● Selection:
[BEGIN]

Trafigura has signed a long-term offtake agreement to purchase lithium carbonate from the South West Arkansas (SWA) Project. Smackover Lithium is a joint venture between Standard Lithium Ltd. and Equinor ASA.

Trafigura Secures Long-Term Lithium Supply

Trafigura will purchase 8,000 metric tonnes of battery-grade lithium carbonate each year from the SWA Project. The agreement runs for ten years, bringing the total contracted supply to about 80,000 tonnes.

The contract follows a take-or-pay structure. This means Trafigura must purchase the agreed volume every year or pay for it regardless. Agreements like this are common in mining and energy because they provide financial certainty for new projects.

Deliveries will begin once the project enters commercial production. The partners expect production to start in 2028, while the final investment decision is planned for 2026. Notably, for developers, long-term supply contracts often play a key role. They signal market confidence and make it easier to secure project financing.

Unlocking The South West Arkansas Lithium Project

The SWA Project sits in southern Arkansas near the borders of Texas and Louisiana. It lies within the Smackover Formation, a geological region known for lithium-rich brine deposits.

• Smackover Lithium operates the project as a joint venture. Standard Lithium owns 55%, while Equinor holds 45%, and Standard Lithium serves as the operator.

The project covers roughly 30,000 acres of brine leases. The first phase of development focuses on the Reynolds Brine Unit, which spans more than 20,800 acres. Regulators approved the unit without objections from local stakeholders. And this approval marked an important milestone for the project’s development.

The first stage of the project aims to produce about 22,500 tonnes of battery-grade lithium carbonate each year. Nearby leases offer additional space for future expansion if production increases.

Direct Lithium Extraction at the Core

The project will rely on direct lithium extraction (DLE) technology to recover lithium from underground brine.

Traditional lithium operations often use evaporation ponds that take months or even years to produce lithium chemicals. In contrast, DLE removes lithium directly from brine using specialized materials and chemical processes.

After extraction, the remaining brine is usually pumped back underground. This process helps maintain reservoir pressure and reduces surface water use.

Because of these advantages, DLE has attracted strong attention across the lithium industry. It can shorten production times and reduce the land footprint of operations. The company has spent several years testing and refining this technology. The SWA Project aims to apply it on a commercial scale.

Smackover Formation: A Rising Center for U.S. Lithium Production

The Smackover Formation stretches from central Texas to the Florida Panhandle. It is widely considered one of the most promising lithium brine regions in North America. Lithium concentrations in the formation are comparable to those found in major production areas in Argentina and Chile.

Arkansas sits at the center of this resource. The region already has a long industrial history. Oil and gas production began there in the early twentieth century. Later, the region became a key hub for bromine extraction from brine.

[END]

● Excerpted records:

[BEGIN]

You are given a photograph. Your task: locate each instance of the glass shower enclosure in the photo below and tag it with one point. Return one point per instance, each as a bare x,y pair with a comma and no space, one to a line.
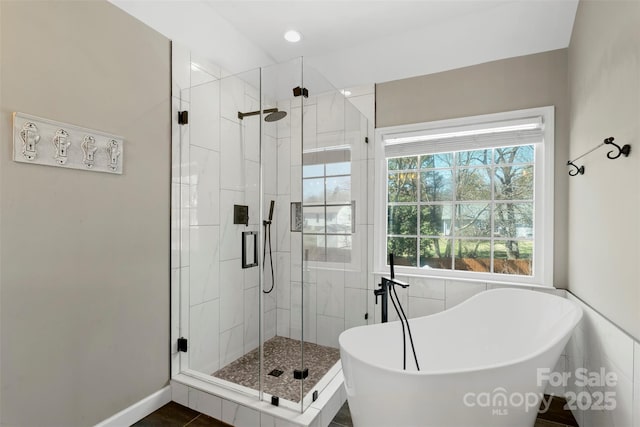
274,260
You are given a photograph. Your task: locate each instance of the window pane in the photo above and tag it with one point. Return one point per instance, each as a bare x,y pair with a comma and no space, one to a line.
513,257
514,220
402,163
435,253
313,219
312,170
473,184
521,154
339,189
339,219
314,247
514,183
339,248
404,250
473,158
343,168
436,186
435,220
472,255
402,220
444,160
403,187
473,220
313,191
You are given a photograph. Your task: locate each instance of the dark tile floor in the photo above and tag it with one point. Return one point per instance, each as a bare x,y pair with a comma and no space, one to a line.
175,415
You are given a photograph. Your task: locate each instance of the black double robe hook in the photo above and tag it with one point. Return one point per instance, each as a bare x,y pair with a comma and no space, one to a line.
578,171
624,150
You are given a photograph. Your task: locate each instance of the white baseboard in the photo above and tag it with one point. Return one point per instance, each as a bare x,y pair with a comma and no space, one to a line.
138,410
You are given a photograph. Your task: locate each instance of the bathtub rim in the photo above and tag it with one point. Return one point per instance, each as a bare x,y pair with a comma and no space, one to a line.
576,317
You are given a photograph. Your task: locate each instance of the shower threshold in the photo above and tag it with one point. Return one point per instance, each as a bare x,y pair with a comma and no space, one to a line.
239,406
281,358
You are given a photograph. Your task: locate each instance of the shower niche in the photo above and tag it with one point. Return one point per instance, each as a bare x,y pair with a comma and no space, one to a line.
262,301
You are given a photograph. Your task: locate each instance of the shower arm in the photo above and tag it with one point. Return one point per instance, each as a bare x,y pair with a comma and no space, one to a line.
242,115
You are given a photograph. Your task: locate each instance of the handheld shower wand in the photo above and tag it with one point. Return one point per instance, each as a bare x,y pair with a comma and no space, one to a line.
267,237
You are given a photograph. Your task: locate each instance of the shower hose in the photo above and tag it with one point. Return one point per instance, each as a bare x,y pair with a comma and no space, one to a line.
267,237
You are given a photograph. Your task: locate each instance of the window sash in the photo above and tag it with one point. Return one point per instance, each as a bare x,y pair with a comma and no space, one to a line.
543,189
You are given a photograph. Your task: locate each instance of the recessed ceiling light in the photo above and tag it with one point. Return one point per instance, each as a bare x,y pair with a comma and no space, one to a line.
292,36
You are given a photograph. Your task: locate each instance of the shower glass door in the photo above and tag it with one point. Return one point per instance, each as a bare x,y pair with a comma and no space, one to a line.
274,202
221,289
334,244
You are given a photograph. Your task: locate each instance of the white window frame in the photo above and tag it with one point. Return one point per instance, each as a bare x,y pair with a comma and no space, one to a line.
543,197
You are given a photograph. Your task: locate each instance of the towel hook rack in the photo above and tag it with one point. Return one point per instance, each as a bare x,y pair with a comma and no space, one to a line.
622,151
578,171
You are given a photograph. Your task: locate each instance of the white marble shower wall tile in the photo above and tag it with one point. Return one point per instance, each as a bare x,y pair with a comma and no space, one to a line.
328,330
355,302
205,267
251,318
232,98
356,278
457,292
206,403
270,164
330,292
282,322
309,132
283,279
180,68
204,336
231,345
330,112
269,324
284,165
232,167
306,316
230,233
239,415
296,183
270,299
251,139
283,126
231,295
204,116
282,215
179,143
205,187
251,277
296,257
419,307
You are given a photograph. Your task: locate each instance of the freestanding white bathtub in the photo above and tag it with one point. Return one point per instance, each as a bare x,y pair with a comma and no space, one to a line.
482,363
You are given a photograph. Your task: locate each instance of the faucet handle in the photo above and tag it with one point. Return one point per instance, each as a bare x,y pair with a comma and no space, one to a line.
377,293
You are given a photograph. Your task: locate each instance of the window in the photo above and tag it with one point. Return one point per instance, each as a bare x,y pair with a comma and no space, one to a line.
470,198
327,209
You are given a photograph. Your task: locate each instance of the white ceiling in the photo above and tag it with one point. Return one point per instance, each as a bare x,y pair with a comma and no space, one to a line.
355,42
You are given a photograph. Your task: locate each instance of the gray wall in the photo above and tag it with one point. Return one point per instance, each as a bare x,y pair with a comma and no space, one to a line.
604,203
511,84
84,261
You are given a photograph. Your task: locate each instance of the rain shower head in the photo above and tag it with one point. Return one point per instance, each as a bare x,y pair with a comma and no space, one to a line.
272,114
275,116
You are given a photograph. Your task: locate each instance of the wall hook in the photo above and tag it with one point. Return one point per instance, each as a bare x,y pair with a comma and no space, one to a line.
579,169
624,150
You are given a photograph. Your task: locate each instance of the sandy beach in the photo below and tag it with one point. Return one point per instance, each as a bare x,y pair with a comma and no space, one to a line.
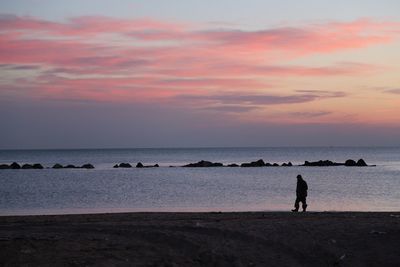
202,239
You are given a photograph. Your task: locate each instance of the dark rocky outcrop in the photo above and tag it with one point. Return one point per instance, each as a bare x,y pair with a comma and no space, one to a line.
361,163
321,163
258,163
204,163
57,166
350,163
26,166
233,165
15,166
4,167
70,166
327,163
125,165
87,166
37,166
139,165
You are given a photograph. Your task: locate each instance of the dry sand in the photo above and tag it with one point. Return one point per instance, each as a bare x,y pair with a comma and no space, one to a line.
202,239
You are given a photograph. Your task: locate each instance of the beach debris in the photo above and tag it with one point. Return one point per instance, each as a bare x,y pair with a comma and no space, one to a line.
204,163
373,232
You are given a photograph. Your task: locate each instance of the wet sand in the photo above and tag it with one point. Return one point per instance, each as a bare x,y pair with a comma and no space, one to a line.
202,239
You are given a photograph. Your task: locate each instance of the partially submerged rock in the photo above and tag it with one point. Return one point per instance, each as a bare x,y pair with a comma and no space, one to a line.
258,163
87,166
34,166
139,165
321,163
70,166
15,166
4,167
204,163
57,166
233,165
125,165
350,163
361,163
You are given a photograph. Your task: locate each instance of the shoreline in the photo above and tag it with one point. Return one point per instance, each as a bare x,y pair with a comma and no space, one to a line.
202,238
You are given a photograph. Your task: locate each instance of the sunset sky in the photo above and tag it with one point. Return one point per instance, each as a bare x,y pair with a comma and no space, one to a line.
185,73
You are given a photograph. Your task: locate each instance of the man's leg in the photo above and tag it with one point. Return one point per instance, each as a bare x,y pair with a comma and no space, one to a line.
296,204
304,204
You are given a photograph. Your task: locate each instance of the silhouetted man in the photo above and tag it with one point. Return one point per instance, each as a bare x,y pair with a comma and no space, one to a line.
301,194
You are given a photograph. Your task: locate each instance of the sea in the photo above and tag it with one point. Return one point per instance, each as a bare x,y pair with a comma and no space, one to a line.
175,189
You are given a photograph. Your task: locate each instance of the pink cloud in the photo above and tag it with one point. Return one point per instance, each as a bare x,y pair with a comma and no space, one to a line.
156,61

[END]

● Tasks to complete:
1) Decide whether each statement agrees with the lithium article: (a) the offtake agreement lasts ten years, (b) Equinor serves as the project operator, (c) production is expected to start in 2026. For each one, answer yes or no and quote the deciding words of the article.
2) Reproduce the lithium article from the words "The Smackover Formation stretches" through the words "extraction from brine.", and rename "Smackover Formation" to "Smackover Trend" throughout that stretch.
The entries have no connection to the lithium article.

● Complete answers:
1)
(a) Yes: "The agreement runs for ten years"
(b) No: "Standard Lithium serves as the operator"
(c) No: "The partners expect production to start in 2028"

2)
The Smackover Trend stretches from central Texas to the Florida Panhandle. It is widely considered one of the most promising lithium brine regions in North America. Lithium concentrations in the formation are comparable to those found in major production areas in Argentina and Chile.

Arkansas sits at the center of this resource. The region already has a long industrial history. Oil and gas production began there in the early twentieth century. Later, the region became a key hub for bromine extraction from brine.